(Exercise requirements):
Carry the text on Maryland restraining orders forward from its final sentence.

(Document extract):
** Begin **

Restraining Orders in Maryland: The Domestic Violence Protective Order and the Peace Order

In Maryland a “restraining order” refers to a peace order or a protective order. A restraining order is a legal order issued by a state court which requires one person to stop harming another. In Maryland, there are several types of restraining orders. If you are dealing with a violent or dangerous spouse, you need to take action immediately. Although many people can act like bullies when they are angry, there is a world of difference between someone who says hurtful things and someone who will hurt you. If you believe that you are or your children are in danger, you need to speak with a lawyer competent in handling family matters before things get worse. A restraining order can very well provide you with the protection you need.
If you have a lawyer, he or she needs to be the first person you go to. They can fill out the papers and take them to the judge in order to receive the restraining order. If you do not have a lawyer, you can still receive the restraining order.
The following are the types of domestic violence that enable you to get a protective order. Maryland law defines “abuse” as the occurrence of one or more of the following acts between “family or household members.”

** End **

(Position identification records):

** Begin **

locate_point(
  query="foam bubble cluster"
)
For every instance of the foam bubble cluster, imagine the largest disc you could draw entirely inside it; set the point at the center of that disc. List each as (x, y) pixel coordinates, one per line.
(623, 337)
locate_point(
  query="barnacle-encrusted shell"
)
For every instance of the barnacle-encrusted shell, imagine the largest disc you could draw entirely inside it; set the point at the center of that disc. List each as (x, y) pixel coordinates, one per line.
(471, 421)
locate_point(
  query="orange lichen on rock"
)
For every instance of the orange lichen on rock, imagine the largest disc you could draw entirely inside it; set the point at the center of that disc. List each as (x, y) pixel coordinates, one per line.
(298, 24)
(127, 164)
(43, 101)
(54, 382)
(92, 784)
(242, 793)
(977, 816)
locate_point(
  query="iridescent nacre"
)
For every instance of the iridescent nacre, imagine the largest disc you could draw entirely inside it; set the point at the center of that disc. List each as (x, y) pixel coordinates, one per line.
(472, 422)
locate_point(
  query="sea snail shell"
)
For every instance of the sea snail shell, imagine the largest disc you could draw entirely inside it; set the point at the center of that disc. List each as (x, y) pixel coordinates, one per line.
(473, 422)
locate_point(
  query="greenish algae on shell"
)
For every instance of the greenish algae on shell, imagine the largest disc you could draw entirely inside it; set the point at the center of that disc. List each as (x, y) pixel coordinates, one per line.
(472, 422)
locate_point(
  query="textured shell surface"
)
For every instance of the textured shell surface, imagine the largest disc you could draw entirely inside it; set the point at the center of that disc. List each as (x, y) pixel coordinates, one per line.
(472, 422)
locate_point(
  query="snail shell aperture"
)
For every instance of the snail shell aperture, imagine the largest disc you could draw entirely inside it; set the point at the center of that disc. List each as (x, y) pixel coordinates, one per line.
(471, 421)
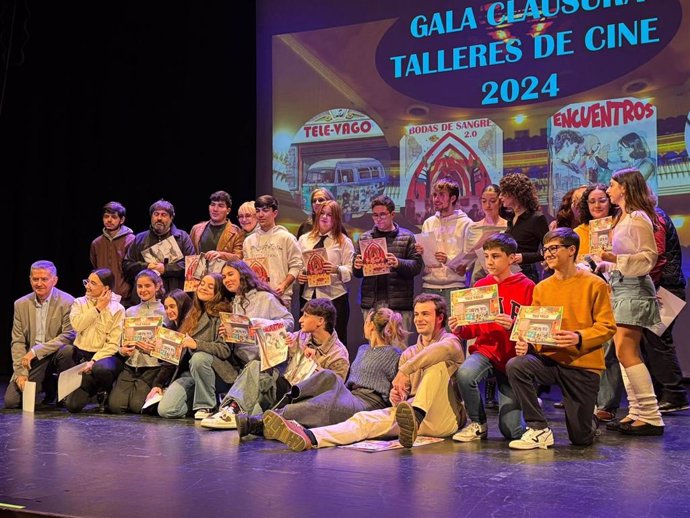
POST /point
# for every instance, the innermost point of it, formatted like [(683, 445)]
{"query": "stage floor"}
[(54, 463)]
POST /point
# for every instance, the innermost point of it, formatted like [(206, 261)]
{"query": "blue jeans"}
[(199, 385), (476, 368)]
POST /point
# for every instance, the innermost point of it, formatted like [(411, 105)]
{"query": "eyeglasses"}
[(552, 249)]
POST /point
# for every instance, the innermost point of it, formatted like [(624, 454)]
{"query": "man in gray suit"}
[(41, 328)]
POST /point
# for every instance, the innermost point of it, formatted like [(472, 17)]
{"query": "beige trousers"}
[(433, 396)]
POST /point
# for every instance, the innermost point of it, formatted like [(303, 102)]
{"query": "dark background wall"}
[(128, 101)]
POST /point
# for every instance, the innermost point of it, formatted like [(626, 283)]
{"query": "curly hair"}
[(388, 325), (585, 214), (522, 189), (212, 307), (248, 281)]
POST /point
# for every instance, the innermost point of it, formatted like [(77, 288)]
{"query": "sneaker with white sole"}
[(222, 420), (203, 413), (533, 439), (472, 432)]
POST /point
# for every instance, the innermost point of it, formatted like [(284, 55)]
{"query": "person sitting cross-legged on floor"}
[(424, 397), (255, 391), (323, 398), (576, 360), (492, 348)]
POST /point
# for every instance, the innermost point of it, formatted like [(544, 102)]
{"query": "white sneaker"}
[(472, 432), (203, 413), (532, 439), (223, 420)]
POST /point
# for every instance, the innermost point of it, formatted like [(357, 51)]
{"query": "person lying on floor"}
[(425, 401), (323, 398), (255, 391)]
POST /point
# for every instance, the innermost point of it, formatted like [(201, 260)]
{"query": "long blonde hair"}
[(217, 304), (388, 325)]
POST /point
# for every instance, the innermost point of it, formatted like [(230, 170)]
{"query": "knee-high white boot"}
[(633, 405), (646, 402)]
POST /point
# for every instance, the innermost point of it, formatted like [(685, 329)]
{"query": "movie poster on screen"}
[(314, 263), (467, 151), (259, 265), (589, 141)]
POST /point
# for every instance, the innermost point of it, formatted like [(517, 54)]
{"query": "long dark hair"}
[(184, 304), (248, 281), (214, 306)]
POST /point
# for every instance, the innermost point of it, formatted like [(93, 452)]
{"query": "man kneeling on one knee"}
[(424, 400), (576, 360)]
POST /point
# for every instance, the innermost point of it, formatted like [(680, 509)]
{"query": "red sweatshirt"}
[(492, 340)]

** End **

(Response):
• Assault
• An act that places a person in fear of imminent serious bodily harm
• An act that causes serious bodily harm
• Rape or a sexual offence
• Attempted rape or sexual offense
• Stalking
• False imprisonment, such as interference with freedom, physically keeping you from leaving your home or kidnapping you.

A Protective Order (also known as a “Domestic Violence Protective Order,” or “DVPO”) is an order made by a civil court to protect a person from physical pain or injury or threat of physical pain or injury. There are three types of protective orders:
Interim protective orders. If you are in immediate danger of abuse and the court is closed, you may get an interim order by going to the nearest District Court commissioner. An interim order goes into effect once the respondent is served by a law enforcement officer. The interim order lasts until a judge holds a temporary hearing.
Temporary (ex parte) protective orders. When you go to court to file for a final protective order, you can also ask for a Temporary order. This can be done without a full court hearing and without your abuser present. Your abuser is notified that you have an order against him as soon as a Temporary order is issued. The Temporary order is in effect for 7 days after service of the order, at which point a full court hearing will be held for a final protective order. The judge may extend the temporary order as needed, but not to more than 30 days.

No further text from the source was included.